#### Document extract:
*** Begin section ***
Long Beach school officials kick off budget talks


The Long Beach Board of Education kicked off budget talks last month, and district officials say that next year’s proposed spending plan is expected to increase by $3.4 million, mainly due to contractual salaries and a spike in health insurance costs.

The current $135 million budget maintained programs and services, and officials say the proposed spending plan would do the same. At the Feb. 8 board meeting, officials had yet to announce how much the tax levy — the total amount that the district must raise through property taxes — would increase.

Under the state’s 2 percent tax cap, the district’s chief operating officer, Michael DeVito said last month that the district could raise about $2.3 million in taxes to fund the 2018-19 budget.

Board of Education trustee Maureen Vrona asked about the amount of state aid the district would receive, though DeVito said it was too early to say.

“We are a little bit early, but that’s good,” he added. “We’ll get this information in the next couple of months. But based on what we’re hearing, it doesn’t look like we’re going to be getting any major influxes of state aid.”

DeVito also urged trustees to think carefully about the draft budget.
*** End section ***
#### What you will do:
[a] Transcribe the stretch of the Long Beach budget article from "The current $135" through "the 2018-19 budget.".
[b] According to the Long Beach budget article, how large is the district's current budget?
[c] Resume the article on the Long Beach school budget talks, starting after its last sentence.

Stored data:
*** Begin section ***
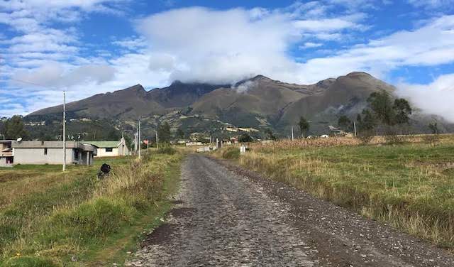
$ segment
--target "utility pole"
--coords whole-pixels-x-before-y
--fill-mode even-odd
[[[66,92],[63,91],[63,171],[66,170]]]
[[[138,143],[139,143],[139,159],[140,159],[140,151],[142,150],[142,141],[140,141],[140,119],[139,119],[139,133],[138,133]]]

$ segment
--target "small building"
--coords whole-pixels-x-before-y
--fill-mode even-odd
[[[85,143],[93,145],[98,148],[96,157],[116,157],[129,155],[129,149],[124,138],[121,138],[120,141],[91,141]]]
[[[13,164],[62,164],[63,142],[22,141],[12,142]],[[66,142],[66,164],[91,165],[96,155],[95,146],[77,141]]]
[[[13,141],[0,140],[0,167],[10,167],[13,165]]]

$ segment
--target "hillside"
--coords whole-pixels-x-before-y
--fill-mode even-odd
[[[117,128],[132,129],[140,117],[144,130],[151,132],[167,121],[173,129],[182,128],[192,132],[221,132],[226,126],[273,129],[287,134],[300,116],[311,121],[311,132],[328,132],[339,116],[355,118],[365,107],[373,92],[395,88],[365,72],[352,72],[336,79],[329,78],[314,85],[296,85],[273,80],[262,75],[234,85],[184,83],[179,81],[164,88],[147,92],[140,85],[122,90],[99,94],[69,103],[72,118],[107,119]],[[33,112],[35,118],[61,114],[62,107]],[[424,132],[428,121],[440,121],[445,131],[454,130],[441,118],[416,112],[412,124],[415,131]]]

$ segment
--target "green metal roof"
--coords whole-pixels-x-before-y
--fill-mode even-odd
[[[116,148],[120,143],[119,141],[84,141],[99,148]]]

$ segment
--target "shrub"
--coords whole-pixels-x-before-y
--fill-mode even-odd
*** End section ***
#### Answers for the exercise:
[a]
The current $135 million budget maintained programs and services, and officials say the proposed spending plan would do the same. At the Feb. 8 board meeting, officials had yet to announce how much the tax levy — the total amount that the district must raise through property taxes — would increase.

Under the state’s 2 percent tax cap, the district’s chief operating officer, Michael DeVito said last month that the district could raise about $2.3 million in taxes to fund the 2018-19 budget.

[b] The current budget is $135 million.

[c]
“I know we don’t want to use reserve funds,” he said. “We’re trying not to rely on fund balance, because if we use that to support program going forward, eventually it’s going to run out. But I know we don’t want to cut program either.”

He added, “We know, considering this framework of what we have here, if there’s something we’re going to add [to the budget], we’re probably going to have to reduce something.”

Officials attributed the estimated spending increase to contractual staff salaries, which are expected to rise by about $1.6 million next year. Health insurance costs, meanwhile, are set to spike by $1.2 million, a result of premiums that have skyrocketed over the past three years, the district’s chief operating officer, Michael DeVito, said.

More than 1,000 active and retired employees are enrolled in the district’s health insurance plans. The projected costs of retirement benefits for employees and teachers were estimated based on salary projections. For teachers, the cost is going up by half a million, while the cost for employees is staying about level, DeVito said. The difference is a decrease of about $70,000.

The proposed amount for next year’s workers’ compensation benefits is a little more than $1 million, 10 percent lower than the current year budget. The projection is based on a five-year average because it’s difficult to predict future claims against the district, DeVito said. The district is self-insured.

“We save about $100,000 from the current year budget, which helps, but it’s not a huge impact,” DeVito said. “It’s kind of a level area of benefits.”

Social Security and Medicare — which are calculated based on salary projections — are expected to increase $170,000 to $5.2 million over the current budget, DeVito said.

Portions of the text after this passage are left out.